--- START OF Data for processing ---
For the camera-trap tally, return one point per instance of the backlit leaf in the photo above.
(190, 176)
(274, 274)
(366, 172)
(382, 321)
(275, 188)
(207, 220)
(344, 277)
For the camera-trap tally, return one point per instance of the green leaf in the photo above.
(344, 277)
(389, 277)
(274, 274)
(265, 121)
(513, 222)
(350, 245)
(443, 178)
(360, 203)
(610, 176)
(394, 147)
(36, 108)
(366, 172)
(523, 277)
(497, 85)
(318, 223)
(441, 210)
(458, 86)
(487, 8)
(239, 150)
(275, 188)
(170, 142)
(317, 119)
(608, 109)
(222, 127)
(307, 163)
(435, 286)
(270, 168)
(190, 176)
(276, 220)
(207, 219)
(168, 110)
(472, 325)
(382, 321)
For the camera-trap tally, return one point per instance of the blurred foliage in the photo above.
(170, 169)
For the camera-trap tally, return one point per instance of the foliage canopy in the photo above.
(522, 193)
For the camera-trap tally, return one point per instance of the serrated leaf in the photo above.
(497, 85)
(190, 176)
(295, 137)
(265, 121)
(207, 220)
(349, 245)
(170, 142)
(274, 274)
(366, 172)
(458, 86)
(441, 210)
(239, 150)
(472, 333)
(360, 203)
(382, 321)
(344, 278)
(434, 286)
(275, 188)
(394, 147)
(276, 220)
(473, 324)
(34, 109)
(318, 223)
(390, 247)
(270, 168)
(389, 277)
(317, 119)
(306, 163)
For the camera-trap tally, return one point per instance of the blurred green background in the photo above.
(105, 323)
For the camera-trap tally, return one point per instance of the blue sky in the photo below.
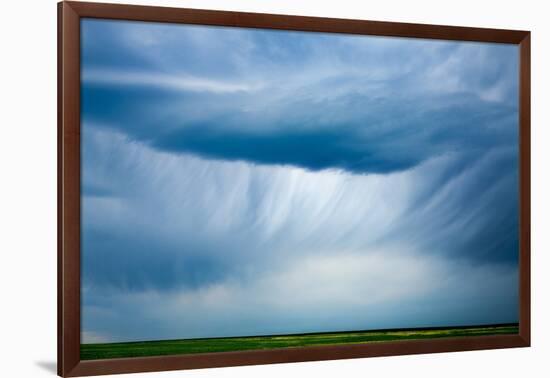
(245, 182)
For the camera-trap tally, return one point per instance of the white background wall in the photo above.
(28, 186)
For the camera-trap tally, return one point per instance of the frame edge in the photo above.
(69, 363)
(68, 207)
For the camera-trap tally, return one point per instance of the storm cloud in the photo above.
(241, 182)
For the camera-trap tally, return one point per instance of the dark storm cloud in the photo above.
(364, 174)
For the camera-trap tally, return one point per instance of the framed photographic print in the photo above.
(239, 188)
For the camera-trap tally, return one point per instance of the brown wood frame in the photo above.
(69, 14)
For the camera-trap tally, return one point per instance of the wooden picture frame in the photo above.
(69, 221)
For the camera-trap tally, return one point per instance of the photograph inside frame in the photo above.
(250, 189)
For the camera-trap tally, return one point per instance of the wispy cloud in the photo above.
(181, 82)
(294, 182)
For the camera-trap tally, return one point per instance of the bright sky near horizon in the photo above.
(245, 182)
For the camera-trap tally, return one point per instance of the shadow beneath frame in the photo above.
(49, 366)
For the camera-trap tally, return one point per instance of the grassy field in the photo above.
(167, 347)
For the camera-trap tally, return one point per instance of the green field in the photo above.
(167, 347)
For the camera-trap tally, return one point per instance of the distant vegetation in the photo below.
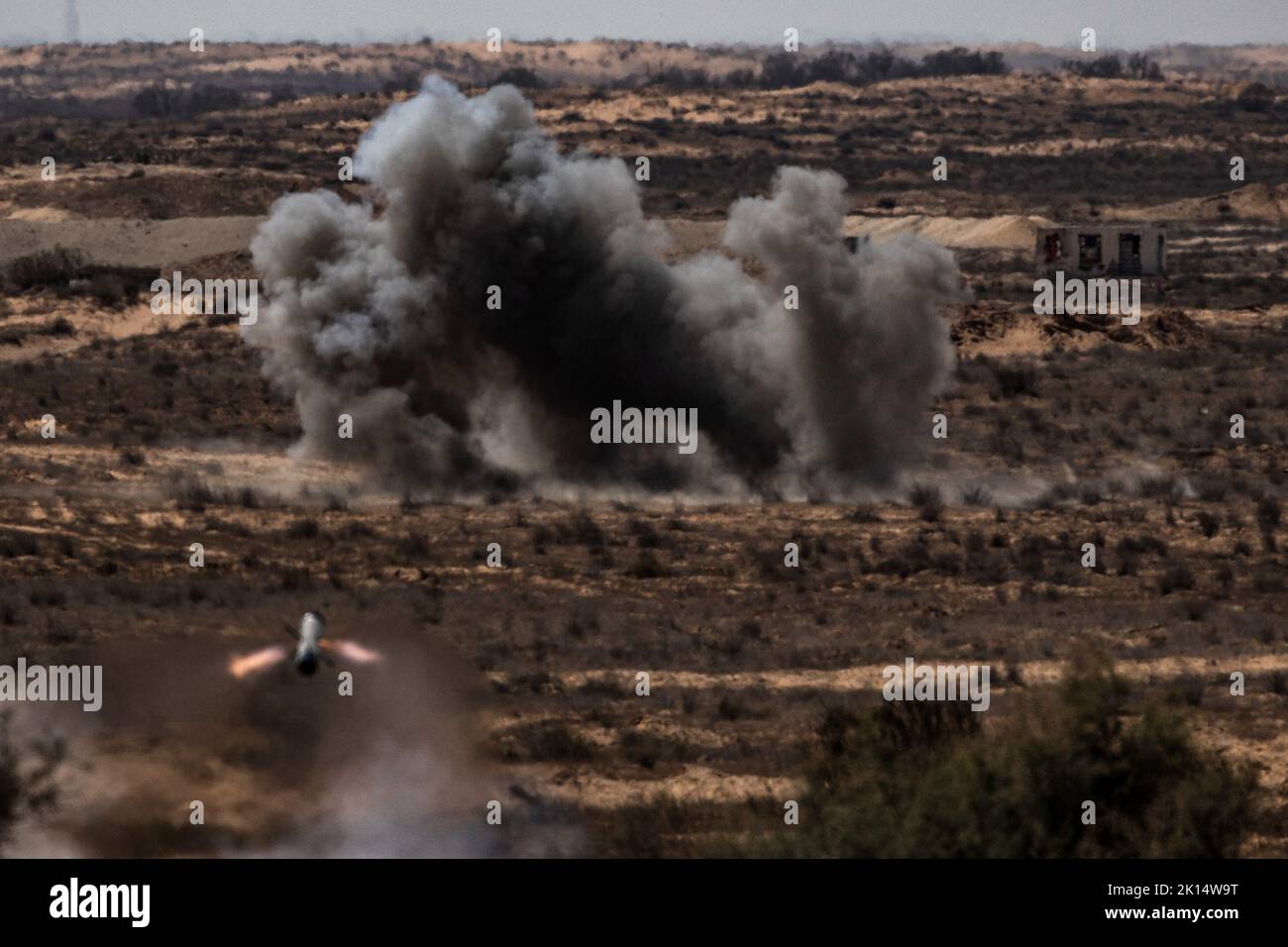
(1137, 65)
(923, 781)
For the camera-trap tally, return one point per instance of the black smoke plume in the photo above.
(384, 317)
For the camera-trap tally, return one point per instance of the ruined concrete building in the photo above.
(1102, 250)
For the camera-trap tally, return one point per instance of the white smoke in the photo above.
(384, 317)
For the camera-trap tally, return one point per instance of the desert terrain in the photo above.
(518, 684)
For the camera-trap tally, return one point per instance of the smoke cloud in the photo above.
(384, 317)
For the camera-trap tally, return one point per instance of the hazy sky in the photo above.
(1120, 24)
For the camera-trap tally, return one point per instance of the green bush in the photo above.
(925, 780)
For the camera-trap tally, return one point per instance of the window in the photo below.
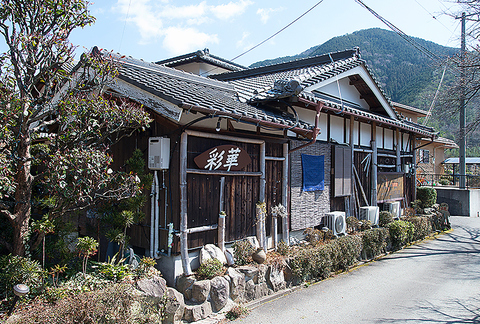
(424, 156)
(343, 171)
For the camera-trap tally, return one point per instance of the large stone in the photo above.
(261, 290)
(249, 291)
(153, 287)
(219, 292)
(195, 313)
(174, 307)
(185, 282)
(200, 290)
(261, 274)
(275, 278)
(249, 272)
(211, 251)
(237, 285)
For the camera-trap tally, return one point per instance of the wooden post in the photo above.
(263, 244)
(274, 231)
(352, 147)
(221, 218)
(373, 198)
(398, 148)
(183, 206)
(285, 184)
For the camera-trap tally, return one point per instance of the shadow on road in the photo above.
(454, 312)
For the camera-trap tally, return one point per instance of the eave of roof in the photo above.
(202, 56)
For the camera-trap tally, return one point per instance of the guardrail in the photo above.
(447, 180)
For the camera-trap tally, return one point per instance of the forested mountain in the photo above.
(406, 74)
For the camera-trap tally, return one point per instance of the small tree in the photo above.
(86, 247)
(53, 115)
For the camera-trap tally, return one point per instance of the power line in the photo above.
(278, 32)
(269, 38)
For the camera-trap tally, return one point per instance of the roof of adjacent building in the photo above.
(246, 93)
(470, 160)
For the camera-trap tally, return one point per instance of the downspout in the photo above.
(316, 130)
(153, 199)
(157, 216)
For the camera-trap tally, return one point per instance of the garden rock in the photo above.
(211, 251)
(174, 307)
(253, 242)
(195, 313)
(219, 292)
(261, 274)
(275, 278)
(261, 290)
(153, 287)
(249, 272)
(237, 285)
(249, 291)
(185, 282)
(200, 290)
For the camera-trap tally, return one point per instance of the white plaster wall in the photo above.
(347, 91)
(388, 139)
(337, 128)
(379, 137)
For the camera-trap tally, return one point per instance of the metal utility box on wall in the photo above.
(158, 153)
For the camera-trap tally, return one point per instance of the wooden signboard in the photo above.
(390, 186)
(223, 157)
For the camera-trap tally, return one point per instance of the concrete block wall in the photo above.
(308, 208)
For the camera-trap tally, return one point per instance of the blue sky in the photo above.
(158, 29)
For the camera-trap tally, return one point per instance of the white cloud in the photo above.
(265, 13)
(184, 40)
(231, 9)
(161, 19)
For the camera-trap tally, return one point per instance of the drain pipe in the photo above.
(157, 216)
(153, 199)
(316, 130)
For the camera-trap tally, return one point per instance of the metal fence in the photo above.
(447, 180)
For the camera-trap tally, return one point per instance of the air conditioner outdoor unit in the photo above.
(336, 222)
(369, 213)
(158, 153)
(393, 207)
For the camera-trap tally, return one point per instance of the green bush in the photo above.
(374, 242)
(401, 233)
(384, 218)
(210, 268)
(427, 196)
(422, 227)
(19, 270)
(311, 263)
(345, 251)
(282, 248)
(242, 251)
(113, 304)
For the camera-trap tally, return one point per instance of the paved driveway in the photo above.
(437, 281)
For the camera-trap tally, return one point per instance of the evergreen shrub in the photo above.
(427, 196)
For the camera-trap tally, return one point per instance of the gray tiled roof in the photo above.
(241, 94)
(202, 55)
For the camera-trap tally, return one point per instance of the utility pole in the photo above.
(463, 141)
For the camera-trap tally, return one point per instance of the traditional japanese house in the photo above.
(228, 143)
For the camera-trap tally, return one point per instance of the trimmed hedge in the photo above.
(401, 233)
(427, 196)
(375, 242)
(422, 227)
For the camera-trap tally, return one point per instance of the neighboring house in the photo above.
(430, 152)
(316, 135)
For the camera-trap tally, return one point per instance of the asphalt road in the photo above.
(436, 281)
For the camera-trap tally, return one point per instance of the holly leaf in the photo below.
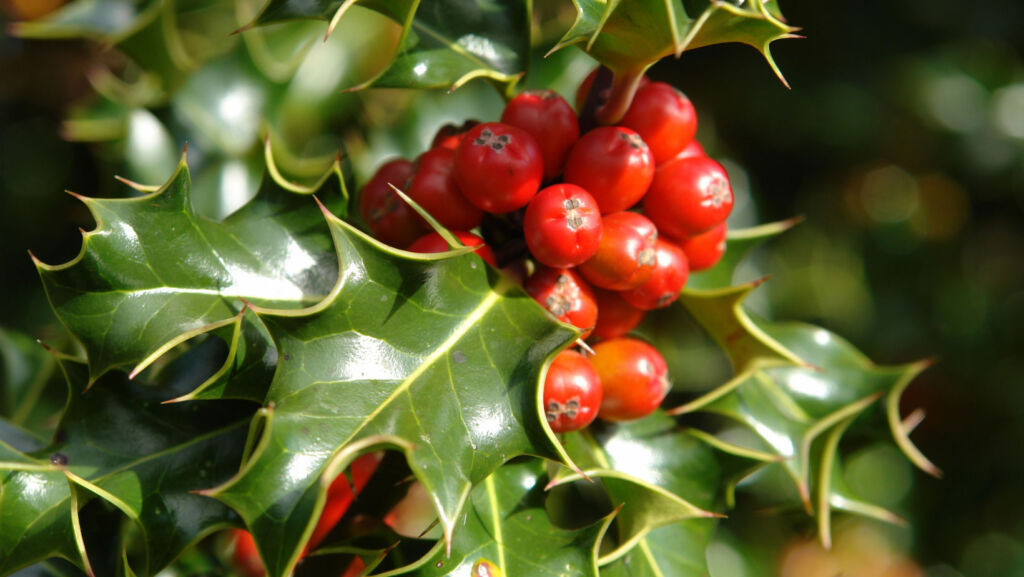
(738, 245)
(443, 43)
(627, 36)
(154, 274)
(118, 442)
(437, 356)
(677, 549)
(40, 510)
(843, 374)
(757, 24)
(28, 382)
(630, 36)
(505, 525)
(652, 471)
(835, 494)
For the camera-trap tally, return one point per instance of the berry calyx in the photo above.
(433, 242)
(688, 196)
(551, 122)
(626, 255)
(565, 295)
(670, 275)
(634, 378)
(562, 225)
(499, 167)
(665, 119)
(571, 393)
(613, 164)
(390, 219)
(706, 249)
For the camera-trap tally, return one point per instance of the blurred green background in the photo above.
(901, 142)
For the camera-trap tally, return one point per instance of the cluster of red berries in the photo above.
(611, 221)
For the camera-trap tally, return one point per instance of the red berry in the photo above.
(434, 189)
(571, 393)
(613, 164)
(433, 242)
(339, 496)
(499, 167)
(688, 197)
(390, 219)
(615, 317)
(565, 295)
(626, 255)
(662, 289)
(562, 225)
(706, 249)
(634, 378)
(551, 122)
(665, 119)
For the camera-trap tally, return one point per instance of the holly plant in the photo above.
(470, 360)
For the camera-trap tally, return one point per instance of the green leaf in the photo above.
(506, 524)
(790, 407)
(843, 374)
(756, 23)
(31, 389)
(118, 442)
(39, 521)
(656, 475)
(443, 43)
(437, 356)
(720, 312)
(676, 549)
(835, 494)
(630, 36)
(154, 274)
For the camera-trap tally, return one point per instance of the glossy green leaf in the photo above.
(630, 36)
(793, 406)
(676, 549)
(756, 23)
(738, 244)
(118, 442)
(834, 493)
(437, 356)
(656, 474)
(38, 521)
(506, 524)
(721, 314)
(842, 374)
(443, 44)
(248, 369)
(31, 387)
(154, 273)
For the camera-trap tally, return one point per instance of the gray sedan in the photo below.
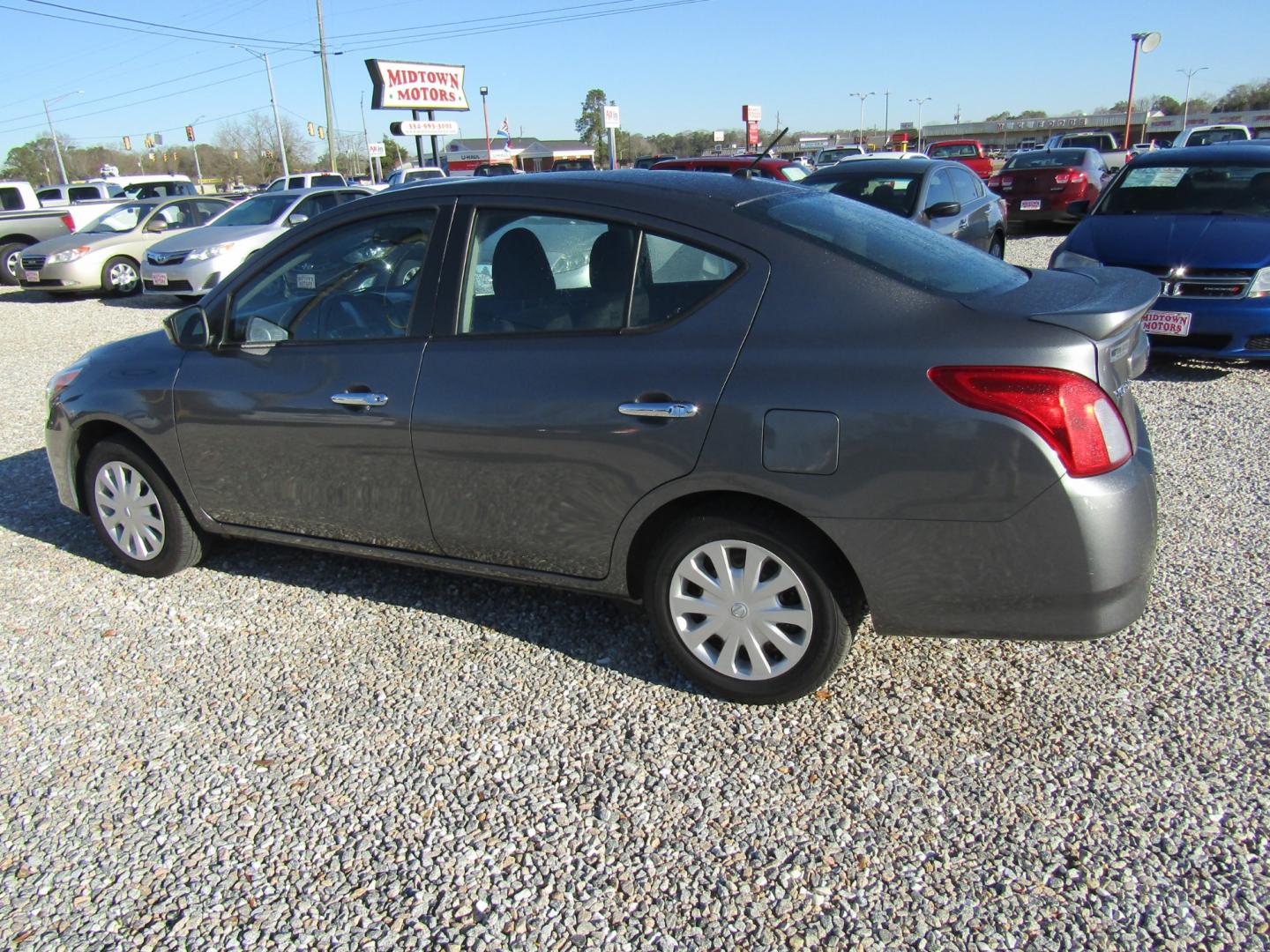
(945, 197)
(648, 387)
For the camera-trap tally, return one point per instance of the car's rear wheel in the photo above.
(11, 263)
(743, 608)
(120, 277)
(136, 510)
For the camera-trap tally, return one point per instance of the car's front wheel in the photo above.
(120, 277)
(742, 606)
(136, 510)
(11, 263)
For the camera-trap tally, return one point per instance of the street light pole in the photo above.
(52, 132)
(863, 97)
(1186, 100)
(1146, 42)
(484, 92)
(273, 101)
(325, 86)
(920, 101)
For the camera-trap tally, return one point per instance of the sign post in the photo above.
(612, 122)
(415, 86)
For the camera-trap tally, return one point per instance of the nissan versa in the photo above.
(761, 409)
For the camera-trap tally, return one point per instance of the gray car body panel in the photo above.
(955, 521)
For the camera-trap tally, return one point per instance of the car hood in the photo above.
(65, 242)
(216, 235)
(1191, 240)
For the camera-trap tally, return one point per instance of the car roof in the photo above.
(885, 167)
(1203, 155)
(624, 188)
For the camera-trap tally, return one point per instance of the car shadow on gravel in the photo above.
(1184, 369)
(588, 628)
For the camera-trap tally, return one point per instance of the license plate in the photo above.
(1174, 324)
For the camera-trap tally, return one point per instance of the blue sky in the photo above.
(669, 63)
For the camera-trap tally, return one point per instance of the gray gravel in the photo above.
(280, 749)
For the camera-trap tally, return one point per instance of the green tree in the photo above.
(591, 123)
(1244, 97)
(394, 153)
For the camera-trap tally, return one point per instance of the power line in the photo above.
(146, 32)
(147, 23)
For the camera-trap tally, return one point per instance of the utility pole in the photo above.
(325, 86)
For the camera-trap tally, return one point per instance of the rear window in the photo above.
(909, 253)
(1047, 159)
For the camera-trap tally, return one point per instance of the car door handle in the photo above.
(673, 412)
(348, 398)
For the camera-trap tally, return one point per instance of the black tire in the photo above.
(116, 277)
(822, 643)
(149, 550)
(11, 264)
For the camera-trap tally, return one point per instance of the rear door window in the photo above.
(537, 273)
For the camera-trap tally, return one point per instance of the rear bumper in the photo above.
(1074, 564)
(1226, 329)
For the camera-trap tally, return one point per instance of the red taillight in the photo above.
(1071, 413)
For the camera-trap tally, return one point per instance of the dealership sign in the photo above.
(424, 127)
(417, 86)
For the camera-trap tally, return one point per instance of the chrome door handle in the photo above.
(360, 398)
(673, 412)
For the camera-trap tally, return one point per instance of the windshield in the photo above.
(1048, 159)
(892, 193)
(1206, 138)
(952, 152)
(909, 253)
(260, 210)
(1192, 190)
(121, 219)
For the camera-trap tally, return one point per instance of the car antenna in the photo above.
(748, 172)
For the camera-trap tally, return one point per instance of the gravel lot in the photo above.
(285, 749)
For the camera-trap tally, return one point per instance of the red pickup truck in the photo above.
(968, 152)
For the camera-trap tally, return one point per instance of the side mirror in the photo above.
(944, 210)
(188, 329)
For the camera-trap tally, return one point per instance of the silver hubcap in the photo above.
(123, 277)
(741, 609)
(130, 510)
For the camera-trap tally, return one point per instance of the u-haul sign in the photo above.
(417, 86)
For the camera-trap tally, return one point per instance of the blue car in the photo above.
(1199, 219)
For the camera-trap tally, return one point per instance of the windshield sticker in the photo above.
(1163, 176)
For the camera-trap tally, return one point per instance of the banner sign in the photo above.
(424, 127)
(417, 86)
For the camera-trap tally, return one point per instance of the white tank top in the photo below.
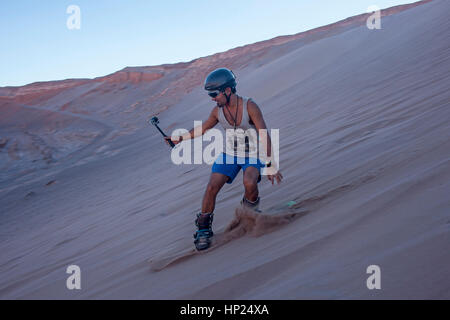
(242, 142)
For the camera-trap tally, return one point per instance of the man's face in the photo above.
(221, 99)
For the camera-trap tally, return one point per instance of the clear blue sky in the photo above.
(36, 44)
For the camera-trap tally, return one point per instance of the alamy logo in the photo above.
(374, 281)
(73, 21)
(74, 280)
(374, 21)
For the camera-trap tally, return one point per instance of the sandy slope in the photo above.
(364, 120)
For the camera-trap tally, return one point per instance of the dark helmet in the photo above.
--- END OF Data for processing ---
Starting at the line that contains "car in the photo above." and continuing through the end of the rows, format each line as one string in a JSON list. Skip blank lines and leave out the pictures.

[
  "For the camera-trap tally, return one point per instance of the blue car in the photo above.",
  "(1199, 219)",
  "For the camera-trap tally, return one point per instance of the windshield sticker in the photo above.",
  "(1163, 176)",
  "For the camera-trap tally, return one point per instance of the banner sign in the photo above.",
  "(424, 127)",
  "(417, 86)",
  "For the camera-trap tally, return one point per instance of the white tank top in the photo below.",
  "(242, 142)",
  "For the camera-trap tally, return one point per instance of the man's face in the photo above.",
  "(221, 99)",
  "For the camera-trap tally, return one point per instance of the clear blue sky in the photo above.",
  "(36, 44)",
  "For the camera-trap tally, return one point per instance of the alamy logo in the photo above.",
  "(374, 281)",
  "(73, 21)",
  "(74, 280)",
  "(374, 21)",
  "For the camera-trap tally, return one point per instance of the sandy slope in the photo above.",
  "(364, 120)",
  "For the camera-trap tally, return one point per instance of the dark helmet in the photo above."
]